Instructions to follow | Reproduce all lines of the listing below in which the word "road" occurs.
———
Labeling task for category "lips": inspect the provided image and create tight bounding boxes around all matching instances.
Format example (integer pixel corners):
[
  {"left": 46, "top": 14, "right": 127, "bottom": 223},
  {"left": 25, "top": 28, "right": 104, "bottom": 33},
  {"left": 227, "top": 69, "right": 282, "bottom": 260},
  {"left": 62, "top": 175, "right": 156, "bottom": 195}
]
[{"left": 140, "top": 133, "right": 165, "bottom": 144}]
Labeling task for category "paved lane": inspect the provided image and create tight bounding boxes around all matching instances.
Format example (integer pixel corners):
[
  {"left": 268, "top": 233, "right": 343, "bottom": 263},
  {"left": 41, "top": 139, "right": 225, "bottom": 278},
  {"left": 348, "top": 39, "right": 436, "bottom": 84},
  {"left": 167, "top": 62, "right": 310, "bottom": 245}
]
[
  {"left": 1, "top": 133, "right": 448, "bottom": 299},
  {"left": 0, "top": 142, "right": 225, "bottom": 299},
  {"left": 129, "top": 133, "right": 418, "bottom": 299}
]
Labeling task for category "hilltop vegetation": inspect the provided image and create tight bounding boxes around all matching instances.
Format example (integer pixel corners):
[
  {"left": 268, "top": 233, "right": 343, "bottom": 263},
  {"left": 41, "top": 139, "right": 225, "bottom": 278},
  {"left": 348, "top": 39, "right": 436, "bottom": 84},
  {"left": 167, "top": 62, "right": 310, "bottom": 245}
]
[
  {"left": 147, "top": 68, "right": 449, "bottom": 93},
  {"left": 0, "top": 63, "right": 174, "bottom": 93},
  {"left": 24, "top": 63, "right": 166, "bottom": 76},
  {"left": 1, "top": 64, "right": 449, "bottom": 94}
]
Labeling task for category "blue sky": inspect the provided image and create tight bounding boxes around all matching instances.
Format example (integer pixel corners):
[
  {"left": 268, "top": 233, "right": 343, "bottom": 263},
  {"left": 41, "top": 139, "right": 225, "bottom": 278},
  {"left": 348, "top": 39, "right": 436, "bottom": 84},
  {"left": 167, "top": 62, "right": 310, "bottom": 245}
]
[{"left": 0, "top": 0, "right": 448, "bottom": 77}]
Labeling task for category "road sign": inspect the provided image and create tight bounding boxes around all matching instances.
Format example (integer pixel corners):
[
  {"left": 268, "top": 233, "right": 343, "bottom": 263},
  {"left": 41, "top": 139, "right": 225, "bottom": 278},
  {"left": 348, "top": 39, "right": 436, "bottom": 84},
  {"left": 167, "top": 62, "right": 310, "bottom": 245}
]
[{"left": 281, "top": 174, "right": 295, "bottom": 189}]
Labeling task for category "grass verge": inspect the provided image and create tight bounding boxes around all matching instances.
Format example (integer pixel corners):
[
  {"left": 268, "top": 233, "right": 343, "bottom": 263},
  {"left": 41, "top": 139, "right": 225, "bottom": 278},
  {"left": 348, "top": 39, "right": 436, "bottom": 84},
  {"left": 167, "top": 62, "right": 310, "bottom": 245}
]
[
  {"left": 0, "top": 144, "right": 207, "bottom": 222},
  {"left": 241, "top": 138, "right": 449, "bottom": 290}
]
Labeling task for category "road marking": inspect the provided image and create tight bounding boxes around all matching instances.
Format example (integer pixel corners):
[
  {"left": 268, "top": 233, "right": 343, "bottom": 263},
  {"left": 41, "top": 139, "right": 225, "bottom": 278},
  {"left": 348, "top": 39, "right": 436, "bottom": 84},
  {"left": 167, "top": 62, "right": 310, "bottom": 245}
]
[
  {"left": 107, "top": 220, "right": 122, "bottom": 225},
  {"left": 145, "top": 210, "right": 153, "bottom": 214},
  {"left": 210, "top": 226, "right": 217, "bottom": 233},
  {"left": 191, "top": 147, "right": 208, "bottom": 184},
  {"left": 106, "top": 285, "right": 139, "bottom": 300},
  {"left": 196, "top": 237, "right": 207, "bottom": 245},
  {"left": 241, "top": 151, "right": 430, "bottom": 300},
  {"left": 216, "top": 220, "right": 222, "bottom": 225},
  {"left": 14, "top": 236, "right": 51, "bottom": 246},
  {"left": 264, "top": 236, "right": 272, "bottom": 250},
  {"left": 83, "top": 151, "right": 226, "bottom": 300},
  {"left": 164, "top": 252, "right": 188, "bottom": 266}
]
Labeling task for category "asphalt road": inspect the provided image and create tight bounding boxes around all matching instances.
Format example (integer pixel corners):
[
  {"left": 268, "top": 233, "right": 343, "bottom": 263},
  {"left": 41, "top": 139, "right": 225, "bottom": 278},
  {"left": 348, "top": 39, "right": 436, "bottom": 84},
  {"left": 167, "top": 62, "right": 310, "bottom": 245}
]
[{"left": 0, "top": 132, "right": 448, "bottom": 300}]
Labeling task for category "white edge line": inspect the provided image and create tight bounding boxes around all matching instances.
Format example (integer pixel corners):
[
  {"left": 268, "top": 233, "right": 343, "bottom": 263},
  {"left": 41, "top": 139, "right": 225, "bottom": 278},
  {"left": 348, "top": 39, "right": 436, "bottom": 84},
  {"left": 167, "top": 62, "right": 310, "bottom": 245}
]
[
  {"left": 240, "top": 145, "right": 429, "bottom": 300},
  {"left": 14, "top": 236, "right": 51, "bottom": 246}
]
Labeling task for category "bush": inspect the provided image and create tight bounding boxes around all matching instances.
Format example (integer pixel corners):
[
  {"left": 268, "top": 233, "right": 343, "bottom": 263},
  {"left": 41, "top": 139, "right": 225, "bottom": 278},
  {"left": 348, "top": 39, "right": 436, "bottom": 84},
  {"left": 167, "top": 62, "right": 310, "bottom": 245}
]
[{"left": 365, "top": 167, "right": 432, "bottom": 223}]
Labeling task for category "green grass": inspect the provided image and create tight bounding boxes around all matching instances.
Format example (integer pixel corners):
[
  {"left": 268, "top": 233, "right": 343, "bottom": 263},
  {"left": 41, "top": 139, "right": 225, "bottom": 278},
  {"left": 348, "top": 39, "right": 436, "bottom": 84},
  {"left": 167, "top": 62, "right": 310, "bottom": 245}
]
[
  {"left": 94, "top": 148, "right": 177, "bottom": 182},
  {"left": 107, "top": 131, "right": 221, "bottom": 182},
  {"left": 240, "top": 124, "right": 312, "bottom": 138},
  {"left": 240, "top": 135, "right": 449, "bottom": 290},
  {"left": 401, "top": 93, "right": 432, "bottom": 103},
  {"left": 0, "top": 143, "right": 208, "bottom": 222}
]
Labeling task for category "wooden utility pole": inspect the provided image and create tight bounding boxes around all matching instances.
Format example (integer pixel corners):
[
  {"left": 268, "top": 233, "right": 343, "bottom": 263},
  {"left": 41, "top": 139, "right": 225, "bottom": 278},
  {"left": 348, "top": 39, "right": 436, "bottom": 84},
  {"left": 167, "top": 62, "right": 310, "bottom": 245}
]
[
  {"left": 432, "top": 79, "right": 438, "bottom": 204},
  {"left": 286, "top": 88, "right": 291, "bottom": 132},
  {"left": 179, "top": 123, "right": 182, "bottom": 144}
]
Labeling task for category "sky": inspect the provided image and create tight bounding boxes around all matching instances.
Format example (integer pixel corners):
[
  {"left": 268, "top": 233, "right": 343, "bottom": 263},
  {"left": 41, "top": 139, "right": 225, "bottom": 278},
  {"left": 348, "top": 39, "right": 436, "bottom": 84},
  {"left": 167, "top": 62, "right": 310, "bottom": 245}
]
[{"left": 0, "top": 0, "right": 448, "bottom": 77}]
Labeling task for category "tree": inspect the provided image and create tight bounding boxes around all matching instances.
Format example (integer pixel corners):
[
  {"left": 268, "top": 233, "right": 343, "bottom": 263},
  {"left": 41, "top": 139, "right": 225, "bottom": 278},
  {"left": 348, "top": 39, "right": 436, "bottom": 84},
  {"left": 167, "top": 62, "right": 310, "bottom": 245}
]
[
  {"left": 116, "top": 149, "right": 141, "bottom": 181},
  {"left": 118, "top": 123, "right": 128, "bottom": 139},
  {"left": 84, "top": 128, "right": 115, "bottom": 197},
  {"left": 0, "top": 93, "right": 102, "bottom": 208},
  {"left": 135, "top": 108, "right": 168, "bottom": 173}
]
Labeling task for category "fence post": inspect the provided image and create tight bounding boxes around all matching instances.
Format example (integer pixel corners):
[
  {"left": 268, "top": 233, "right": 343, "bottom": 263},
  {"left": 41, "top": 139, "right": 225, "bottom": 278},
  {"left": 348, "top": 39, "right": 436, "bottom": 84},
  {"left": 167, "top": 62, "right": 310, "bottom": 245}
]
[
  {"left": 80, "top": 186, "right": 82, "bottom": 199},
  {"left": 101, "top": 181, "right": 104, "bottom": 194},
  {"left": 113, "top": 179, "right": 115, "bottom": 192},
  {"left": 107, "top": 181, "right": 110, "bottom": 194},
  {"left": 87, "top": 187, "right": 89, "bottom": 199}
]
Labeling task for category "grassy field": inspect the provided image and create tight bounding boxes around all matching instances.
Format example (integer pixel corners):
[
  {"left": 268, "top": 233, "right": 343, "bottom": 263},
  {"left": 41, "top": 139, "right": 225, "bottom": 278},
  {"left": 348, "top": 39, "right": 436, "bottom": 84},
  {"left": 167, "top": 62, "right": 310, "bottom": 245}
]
———
Task result |
Labeling task for category "road sign": inspect the provided image and create tight bounding boxes around all matching instances.
Labeling task for category "road marking": inspect the provided image and create tight bounding boxes around all matching instances.
Labeling task for category "asphalt road": inspect the provided image and create tight bounding boxes around all matching instances.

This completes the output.